Your objective - Return every line of the rows below that contains the word "hair", matching case exactly.

Dataset records:
────────

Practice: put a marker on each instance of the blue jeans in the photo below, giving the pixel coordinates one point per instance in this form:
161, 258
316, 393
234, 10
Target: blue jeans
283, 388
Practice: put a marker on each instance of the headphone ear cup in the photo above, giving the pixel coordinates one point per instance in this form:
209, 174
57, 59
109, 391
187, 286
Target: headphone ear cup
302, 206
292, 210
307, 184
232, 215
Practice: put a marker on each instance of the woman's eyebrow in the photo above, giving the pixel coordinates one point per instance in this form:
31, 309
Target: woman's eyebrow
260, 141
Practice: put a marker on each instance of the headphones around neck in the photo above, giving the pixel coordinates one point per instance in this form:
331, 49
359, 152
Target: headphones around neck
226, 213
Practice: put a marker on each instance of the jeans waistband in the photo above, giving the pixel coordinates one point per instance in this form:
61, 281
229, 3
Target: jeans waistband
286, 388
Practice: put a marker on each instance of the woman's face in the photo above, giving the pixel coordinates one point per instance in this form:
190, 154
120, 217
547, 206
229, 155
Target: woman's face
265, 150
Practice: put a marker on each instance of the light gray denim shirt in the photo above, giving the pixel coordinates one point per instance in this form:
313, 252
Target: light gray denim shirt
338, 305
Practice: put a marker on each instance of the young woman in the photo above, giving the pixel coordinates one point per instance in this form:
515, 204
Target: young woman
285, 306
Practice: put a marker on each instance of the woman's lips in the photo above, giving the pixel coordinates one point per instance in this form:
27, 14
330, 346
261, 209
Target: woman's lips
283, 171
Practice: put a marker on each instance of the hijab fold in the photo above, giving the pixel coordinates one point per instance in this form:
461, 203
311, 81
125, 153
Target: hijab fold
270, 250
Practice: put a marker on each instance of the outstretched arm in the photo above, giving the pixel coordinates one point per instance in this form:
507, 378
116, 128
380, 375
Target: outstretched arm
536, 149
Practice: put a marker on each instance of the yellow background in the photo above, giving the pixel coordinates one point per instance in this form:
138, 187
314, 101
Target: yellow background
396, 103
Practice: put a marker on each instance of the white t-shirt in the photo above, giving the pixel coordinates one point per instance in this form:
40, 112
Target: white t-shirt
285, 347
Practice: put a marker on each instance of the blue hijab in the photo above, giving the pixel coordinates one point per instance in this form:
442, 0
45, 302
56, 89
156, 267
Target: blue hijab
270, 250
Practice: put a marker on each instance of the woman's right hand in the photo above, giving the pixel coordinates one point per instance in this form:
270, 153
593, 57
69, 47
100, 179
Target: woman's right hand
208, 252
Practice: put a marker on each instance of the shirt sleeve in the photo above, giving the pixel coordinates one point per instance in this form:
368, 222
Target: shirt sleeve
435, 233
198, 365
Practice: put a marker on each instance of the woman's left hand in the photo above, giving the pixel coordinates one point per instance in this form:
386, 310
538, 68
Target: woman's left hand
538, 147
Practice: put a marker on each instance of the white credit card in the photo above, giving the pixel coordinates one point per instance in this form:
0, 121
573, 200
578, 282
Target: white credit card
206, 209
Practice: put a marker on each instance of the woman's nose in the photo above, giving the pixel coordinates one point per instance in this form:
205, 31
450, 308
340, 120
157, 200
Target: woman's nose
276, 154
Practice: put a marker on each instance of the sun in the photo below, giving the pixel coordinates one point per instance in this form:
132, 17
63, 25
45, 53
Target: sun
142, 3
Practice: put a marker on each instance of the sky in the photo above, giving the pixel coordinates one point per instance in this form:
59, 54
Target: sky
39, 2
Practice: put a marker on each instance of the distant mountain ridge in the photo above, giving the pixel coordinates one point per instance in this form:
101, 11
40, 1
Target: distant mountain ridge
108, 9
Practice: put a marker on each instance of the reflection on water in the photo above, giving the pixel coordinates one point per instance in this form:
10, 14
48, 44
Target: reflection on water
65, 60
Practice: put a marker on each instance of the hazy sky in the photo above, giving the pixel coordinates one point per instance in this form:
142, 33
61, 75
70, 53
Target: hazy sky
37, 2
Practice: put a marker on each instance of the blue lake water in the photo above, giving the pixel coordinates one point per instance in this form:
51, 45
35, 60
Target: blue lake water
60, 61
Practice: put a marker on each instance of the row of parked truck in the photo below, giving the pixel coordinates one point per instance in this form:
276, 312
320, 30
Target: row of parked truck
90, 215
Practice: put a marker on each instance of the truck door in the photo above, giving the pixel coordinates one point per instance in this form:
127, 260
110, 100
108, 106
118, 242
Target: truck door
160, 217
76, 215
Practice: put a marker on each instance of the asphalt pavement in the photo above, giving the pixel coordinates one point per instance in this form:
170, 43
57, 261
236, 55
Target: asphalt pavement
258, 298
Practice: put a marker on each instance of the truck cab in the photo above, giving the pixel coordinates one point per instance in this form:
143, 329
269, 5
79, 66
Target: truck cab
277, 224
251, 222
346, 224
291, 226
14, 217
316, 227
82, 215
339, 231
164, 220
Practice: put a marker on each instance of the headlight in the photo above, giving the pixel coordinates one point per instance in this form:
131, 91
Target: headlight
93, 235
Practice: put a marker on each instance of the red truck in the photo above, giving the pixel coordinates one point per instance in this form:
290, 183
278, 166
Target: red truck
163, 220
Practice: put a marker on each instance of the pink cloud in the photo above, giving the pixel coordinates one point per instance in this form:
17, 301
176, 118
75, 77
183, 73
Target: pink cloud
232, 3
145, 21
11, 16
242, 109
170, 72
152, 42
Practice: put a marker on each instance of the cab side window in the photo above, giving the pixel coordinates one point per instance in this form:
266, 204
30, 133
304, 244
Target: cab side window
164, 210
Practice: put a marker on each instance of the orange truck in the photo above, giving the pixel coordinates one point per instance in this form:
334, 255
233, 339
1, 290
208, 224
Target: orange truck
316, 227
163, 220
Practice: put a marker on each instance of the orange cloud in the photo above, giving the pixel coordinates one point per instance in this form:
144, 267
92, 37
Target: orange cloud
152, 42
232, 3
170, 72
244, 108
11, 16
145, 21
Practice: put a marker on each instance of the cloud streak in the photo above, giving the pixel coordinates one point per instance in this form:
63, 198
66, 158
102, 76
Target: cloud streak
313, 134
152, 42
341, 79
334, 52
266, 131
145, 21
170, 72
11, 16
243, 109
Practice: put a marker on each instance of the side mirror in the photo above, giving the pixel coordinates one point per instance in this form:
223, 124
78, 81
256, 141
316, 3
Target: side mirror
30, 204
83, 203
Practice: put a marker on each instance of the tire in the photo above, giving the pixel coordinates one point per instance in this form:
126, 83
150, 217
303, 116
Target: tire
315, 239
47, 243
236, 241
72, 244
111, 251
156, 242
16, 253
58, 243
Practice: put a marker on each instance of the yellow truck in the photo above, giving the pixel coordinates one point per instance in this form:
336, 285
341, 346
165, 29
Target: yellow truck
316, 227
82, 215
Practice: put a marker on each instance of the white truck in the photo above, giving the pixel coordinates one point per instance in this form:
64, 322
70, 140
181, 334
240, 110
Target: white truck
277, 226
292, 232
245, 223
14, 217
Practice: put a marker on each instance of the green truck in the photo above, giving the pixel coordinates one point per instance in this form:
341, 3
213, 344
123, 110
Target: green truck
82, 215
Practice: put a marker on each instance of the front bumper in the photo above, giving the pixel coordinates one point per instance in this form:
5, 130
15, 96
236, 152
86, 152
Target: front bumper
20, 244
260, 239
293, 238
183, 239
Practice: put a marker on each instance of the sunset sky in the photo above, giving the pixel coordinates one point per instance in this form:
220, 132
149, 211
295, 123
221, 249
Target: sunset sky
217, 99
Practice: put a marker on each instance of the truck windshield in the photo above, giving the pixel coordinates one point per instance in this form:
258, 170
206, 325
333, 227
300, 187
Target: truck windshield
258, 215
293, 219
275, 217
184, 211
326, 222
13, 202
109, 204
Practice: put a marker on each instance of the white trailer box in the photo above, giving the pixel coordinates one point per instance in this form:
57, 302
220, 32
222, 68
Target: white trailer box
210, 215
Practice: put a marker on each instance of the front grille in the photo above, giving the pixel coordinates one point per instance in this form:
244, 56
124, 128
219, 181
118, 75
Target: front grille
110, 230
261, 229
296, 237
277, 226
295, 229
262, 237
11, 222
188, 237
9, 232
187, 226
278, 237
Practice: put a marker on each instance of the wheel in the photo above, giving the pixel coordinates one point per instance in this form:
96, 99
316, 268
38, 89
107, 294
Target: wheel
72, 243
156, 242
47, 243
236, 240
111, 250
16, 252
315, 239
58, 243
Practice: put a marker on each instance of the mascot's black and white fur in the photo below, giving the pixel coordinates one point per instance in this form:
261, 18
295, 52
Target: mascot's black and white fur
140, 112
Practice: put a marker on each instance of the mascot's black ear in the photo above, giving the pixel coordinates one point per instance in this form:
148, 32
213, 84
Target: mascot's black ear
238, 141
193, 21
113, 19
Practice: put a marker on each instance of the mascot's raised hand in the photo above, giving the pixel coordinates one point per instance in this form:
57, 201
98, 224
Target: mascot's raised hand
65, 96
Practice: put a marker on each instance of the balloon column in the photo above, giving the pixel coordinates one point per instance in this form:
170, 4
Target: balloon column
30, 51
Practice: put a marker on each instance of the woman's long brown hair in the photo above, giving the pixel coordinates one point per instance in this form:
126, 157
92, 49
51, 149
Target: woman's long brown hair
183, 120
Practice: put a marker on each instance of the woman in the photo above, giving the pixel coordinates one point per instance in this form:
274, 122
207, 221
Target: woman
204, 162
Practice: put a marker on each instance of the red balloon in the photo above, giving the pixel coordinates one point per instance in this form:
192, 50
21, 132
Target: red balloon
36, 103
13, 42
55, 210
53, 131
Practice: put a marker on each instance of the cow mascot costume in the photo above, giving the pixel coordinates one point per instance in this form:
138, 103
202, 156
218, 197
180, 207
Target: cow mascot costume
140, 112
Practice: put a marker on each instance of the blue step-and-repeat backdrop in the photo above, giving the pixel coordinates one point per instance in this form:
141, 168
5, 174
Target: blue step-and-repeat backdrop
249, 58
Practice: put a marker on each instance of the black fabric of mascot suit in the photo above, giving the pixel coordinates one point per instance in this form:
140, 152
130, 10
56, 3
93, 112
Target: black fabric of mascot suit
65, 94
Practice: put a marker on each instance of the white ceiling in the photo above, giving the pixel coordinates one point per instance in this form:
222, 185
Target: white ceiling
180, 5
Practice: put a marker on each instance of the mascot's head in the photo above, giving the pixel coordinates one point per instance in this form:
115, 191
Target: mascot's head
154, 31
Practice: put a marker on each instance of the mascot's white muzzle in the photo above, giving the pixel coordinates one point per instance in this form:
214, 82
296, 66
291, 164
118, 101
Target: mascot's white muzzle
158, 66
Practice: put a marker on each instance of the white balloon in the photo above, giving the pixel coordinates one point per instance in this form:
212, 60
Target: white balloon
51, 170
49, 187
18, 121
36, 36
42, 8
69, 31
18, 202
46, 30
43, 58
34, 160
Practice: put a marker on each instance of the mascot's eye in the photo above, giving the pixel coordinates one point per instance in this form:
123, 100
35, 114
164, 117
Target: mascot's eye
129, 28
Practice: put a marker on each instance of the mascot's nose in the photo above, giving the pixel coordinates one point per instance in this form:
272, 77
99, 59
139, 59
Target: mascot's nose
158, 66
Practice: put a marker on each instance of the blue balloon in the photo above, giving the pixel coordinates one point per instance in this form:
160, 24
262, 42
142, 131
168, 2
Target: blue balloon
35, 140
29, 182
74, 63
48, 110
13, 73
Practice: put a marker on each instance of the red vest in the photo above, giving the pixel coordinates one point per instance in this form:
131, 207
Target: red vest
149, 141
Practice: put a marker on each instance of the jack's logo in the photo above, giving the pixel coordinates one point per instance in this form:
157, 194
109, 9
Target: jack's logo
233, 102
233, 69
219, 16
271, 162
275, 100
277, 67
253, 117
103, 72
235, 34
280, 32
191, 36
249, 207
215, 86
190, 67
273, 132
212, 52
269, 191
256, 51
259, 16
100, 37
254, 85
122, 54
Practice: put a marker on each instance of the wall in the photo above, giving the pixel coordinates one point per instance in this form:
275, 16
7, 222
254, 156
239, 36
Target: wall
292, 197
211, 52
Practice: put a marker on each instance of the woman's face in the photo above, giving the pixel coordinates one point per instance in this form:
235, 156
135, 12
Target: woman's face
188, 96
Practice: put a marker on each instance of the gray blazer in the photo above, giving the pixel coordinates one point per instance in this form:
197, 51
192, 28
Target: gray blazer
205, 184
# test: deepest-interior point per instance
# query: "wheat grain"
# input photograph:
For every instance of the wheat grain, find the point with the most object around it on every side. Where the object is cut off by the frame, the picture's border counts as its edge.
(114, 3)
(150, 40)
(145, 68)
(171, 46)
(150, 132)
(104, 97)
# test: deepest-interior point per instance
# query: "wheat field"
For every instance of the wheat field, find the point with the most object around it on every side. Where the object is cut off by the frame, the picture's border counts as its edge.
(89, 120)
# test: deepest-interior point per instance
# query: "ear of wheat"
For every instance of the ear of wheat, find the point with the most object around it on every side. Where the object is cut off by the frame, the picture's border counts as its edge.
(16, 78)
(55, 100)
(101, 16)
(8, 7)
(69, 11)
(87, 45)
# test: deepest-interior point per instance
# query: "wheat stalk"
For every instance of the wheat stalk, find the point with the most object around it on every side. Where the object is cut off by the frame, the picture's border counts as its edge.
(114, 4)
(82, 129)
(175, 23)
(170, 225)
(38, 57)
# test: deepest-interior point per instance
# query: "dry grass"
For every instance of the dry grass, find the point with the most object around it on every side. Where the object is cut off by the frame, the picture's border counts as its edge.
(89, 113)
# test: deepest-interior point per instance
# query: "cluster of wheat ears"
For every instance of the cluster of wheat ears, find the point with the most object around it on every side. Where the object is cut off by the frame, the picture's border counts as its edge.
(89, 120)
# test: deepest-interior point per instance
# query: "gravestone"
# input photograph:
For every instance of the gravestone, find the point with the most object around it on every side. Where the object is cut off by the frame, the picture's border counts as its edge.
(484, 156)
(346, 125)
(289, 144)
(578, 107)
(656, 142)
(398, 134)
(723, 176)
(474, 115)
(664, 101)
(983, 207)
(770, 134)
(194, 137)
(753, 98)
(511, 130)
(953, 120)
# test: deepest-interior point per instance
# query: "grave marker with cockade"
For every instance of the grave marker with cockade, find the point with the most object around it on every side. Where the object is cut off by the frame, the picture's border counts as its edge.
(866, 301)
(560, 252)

────────

Answer to this problem -
Practice: put a marker on each instance of the woman's long brown hair in the photo above, giving the pixel coordinates one point per instance in this form:
Target: woman's long brown hair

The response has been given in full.